[MATERIAL SUPPLIED — start]

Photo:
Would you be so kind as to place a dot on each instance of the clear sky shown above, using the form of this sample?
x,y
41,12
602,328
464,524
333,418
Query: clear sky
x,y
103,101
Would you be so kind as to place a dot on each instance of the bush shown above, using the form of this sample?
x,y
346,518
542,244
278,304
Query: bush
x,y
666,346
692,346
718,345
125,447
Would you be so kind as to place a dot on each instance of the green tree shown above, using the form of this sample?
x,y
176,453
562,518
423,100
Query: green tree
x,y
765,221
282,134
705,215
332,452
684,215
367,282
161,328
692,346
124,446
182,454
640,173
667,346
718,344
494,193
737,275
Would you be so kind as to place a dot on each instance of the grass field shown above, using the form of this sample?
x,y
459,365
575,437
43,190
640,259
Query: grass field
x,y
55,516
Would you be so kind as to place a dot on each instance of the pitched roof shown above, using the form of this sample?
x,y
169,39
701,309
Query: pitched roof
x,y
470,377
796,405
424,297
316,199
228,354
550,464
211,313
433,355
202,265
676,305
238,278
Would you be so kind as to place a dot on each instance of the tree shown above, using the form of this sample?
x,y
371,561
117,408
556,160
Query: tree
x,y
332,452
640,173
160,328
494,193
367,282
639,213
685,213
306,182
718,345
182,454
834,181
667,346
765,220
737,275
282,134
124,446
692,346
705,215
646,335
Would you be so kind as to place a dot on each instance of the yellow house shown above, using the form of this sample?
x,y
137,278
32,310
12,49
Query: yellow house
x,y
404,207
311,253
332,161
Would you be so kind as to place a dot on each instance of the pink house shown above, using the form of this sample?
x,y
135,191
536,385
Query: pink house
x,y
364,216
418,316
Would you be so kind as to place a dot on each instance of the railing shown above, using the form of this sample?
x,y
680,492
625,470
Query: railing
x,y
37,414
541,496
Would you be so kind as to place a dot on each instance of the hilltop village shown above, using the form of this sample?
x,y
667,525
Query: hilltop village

[MATERIAL SUPPLIED — finish]

TASK DESCRIPTION: All of the records are to be reproduced exactly as they were given.

ANSWER SPACE:
Photo:
Would you be so kind as to place a dot on each instance of the clear sky shown above, using the form of this sample?
x,y
41,12
602,328
464,524
333,418
Query: clear sky
x,y
103,101
Would you be so kind as to place a dot on each instance of the bush shown above, using the form of this sample?
x,y
346,518
542,244
278,304
Query: bush
x,y
666,346
692,346
718,345
125,447
Would you be so kind as to place a dot on each instance of the green tree shown above, using the form of this sample?
x,y
176,453
562,518
423,100
Query: green tree
x,y
765,221
282,134
705,215
332,452
684,215
367,282
161,328
692,346
124,446
182,454
640,173
667,346
718,344
494,193
737,275
Would you be so kind as to place a dot on each instance of the grass field shown above, using the form of this sample?
x,y
459,365
575,437
43,190
640,259
Query: grass field
x,y
55,516
Would you be so kind as to place a dot on each instance of the pitched roof shown above, using the form of this sample?
x,y
169,39
701,309
Query: pitched roof
x,y
470,377
796,405
424,297
316,199
228,354
550,464
211,313
433,355
202,265
676,305
238,278
Would you be so kind as to place a dot on each instance of the tree shown above, using the form of this sample?
x,y
371,561
117,408
556,160
Query: tree
x,y
332,452
640,173
160,328
494,193
367,282
639,213
685,213
306,182
718,345
182,454
834,181
667,346
765,220
737,275
282,134
124,446
692,346
705,215
646,335
Would you be so kind as to place a dot on each instance of the yellow house shown above, using the form of this sample?
x,y
137,278
32,310
12,49
Query: yellow house
x,y
404,207
311,253
332,161
Would you be so kind as to place a dot on each instance of the pink house shown above, using the form of this sample?
x,y
135,191
536,385
Query: pink house
x,y
364,216
418,316
Would you be so kind as to place a dot on each instance of the railing shown above, using the form of this sample?
x,y
680,492
625,470
Query: railing
x,y
37,414
541,496
Would you be so kind as to place a dot on each instance of the hilltop village shown above, using the form of this sample?
x,y
667,525
Query: hilltop village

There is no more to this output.